Stored data entries
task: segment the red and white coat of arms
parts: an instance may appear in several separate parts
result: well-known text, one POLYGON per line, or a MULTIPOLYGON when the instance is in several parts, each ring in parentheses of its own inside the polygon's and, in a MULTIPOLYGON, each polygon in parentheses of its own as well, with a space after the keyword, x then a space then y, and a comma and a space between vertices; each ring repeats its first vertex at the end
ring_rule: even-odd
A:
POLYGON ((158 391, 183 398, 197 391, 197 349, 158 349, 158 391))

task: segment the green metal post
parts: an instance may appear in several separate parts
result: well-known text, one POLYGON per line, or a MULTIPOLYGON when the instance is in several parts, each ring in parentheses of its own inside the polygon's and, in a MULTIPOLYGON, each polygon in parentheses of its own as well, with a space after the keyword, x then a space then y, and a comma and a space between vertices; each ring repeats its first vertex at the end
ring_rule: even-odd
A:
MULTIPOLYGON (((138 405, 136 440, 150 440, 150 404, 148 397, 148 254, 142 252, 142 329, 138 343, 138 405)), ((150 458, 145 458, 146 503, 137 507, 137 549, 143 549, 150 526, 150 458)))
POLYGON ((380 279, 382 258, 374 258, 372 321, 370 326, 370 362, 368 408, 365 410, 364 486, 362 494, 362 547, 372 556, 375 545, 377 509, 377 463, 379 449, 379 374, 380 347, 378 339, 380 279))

## Activity
Write out each entry again, character for character.

## Solution
task: segment the red and white coat of arms
parts: an instance may appear in several separate parts
result: well-known text, one POLYGON per line, or a MULTIPOLYGON when the instance is in several parts, each ring in parentheses of its own inside the polygon's and, in a MULTIPOLYGON, each polygon in parentheses of its own as well, with a space after the keyword, x then a space then y, and a comma and a space between vertices; each ring repeats its first vertex at the end
ring_rule: even-odd
A:
POLYGON ((158 391, 183 398, 197 391, 197 349, 158 349, 158 391))

task: segment the green metal post
parts: an instance may appear in several separate parts
result: well-known text, one POLYGON per line, or a MULTIPOLYGON when the instance is in several parts, each ring in parentheses of its own inside the polygon's and, in a MULTIPOLYGON, each polygon in parentheses of its own as well, with a space after the keyword, x then a space then y, and a comma and a space between vertices; each ring repeats its first vertex at the end
ring_rule: even-odd
A:
MULTIPOLYGON (((138 405, 136 440, 150 440, 150 404, 148 397, 148 254, 142 252, 142 329, 138 343, 138 405)), ((150 458, 145 458, 146 503, 137 507, 137 549, 143 549, 150 526, 150 458)))
POLYGON ((380 279, 382 258, 374 258, 372 321, 370 326, 370 362, 368 408, 365 410, 364 486, 362 494, 362 547, 372 556, 375 545, 377 509, 377 463, 379 449, 379 374, 380 347, 378 339, 380 279))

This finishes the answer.